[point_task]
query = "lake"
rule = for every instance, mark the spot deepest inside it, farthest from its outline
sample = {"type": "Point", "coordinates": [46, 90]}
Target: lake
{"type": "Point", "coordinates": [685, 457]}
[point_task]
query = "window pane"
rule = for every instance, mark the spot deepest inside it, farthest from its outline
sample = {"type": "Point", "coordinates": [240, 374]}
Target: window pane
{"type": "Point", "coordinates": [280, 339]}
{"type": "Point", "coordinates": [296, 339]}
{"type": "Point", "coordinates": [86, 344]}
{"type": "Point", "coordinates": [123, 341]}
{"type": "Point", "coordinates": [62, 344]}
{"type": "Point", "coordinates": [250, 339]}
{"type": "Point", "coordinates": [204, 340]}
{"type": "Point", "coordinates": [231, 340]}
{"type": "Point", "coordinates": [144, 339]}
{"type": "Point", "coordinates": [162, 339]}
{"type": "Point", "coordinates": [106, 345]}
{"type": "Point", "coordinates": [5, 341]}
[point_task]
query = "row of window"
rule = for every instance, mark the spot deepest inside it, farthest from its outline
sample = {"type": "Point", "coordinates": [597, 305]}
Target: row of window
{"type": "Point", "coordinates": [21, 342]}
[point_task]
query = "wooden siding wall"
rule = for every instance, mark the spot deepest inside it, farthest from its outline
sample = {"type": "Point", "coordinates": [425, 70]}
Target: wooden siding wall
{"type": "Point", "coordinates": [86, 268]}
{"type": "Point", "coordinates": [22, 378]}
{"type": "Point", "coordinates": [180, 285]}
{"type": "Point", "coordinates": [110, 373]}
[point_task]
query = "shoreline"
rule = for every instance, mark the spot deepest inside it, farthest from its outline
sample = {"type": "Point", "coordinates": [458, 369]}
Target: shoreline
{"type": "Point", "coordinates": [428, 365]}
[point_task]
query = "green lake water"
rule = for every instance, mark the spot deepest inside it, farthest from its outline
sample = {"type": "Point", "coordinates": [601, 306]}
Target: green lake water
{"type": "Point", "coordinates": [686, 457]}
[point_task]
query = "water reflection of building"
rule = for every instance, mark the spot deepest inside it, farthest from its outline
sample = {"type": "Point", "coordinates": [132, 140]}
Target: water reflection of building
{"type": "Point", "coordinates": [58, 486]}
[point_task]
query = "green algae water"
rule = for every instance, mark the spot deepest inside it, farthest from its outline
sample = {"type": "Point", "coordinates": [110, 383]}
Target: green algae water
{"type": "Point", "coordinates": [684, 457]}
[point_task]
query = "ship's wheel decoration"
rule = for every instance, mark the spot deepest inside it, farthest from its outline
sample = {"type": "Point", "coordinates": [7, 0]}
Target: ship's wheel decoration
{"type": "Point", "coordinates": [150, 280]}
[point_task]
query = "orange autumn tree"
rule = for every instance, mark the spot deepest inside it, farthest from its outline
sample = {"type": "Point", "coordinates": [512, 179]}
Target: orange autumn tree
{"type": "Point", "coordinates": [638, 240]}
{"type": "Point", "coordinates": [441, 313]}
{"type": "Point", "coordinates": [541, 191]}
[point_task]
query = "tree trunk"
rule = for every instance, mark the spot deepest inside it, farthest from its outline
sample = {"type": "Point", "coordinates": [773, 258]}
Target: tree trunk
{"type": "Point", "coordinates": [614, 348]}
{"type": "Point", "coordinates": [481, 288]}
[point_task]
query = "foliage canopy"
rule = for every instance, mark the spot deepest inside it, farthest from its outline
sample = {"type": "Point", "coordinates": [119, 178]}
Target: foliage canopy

== == ==

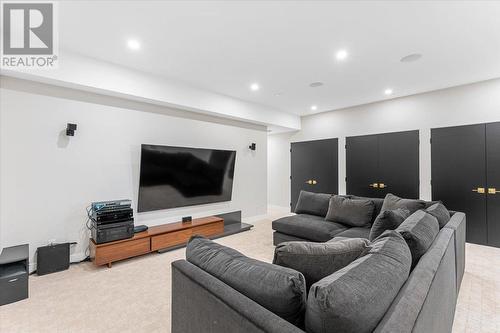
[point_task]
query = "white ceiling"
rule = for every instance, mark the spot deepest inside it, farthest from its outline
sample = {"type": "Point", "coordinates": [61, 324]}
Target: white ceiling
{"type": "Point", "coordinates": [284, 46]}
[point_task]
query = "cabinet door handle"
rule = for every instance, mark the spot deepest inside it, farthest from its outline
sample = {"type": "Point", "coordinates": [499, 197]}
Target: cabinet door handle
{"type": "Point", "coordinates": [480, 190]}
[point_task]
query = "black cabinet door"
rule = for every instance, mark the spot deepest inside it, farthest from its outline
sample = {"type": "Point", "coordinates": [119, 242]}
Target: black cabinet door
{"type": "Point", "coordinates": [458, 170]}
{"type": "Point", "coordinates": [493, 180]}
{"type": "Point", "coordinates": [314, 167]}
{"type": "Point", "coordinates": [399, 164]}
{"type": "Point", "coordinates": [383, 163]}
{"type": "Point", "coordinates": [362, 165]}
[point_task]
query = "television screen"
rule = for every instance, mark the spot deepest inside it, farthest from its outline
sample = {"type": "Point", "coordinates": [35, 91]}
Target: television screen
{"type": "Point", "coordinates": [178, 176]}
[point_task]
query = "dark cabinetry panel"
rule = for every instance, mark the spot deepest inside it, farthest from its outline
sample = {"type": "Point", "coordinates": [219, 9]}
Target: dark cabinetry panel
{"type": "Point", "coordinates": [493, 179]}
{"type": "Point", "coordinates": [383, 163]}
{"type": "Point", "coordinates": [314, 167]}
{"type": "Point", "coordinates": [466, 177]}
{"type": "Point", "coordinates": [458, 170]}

== == ==

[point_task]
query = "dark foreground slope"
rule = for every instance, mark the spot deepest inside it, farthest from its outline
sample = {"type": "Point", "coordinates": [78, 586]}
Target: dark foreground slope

== == ==

• What you need to do:
Find and copy every line in the items above that holds the string "door", paying attention to case.

• Exercise result:
query = "cabinet door handle"
Target: cabinet door handle
query = "black cabinet door"
Target: black cabinet door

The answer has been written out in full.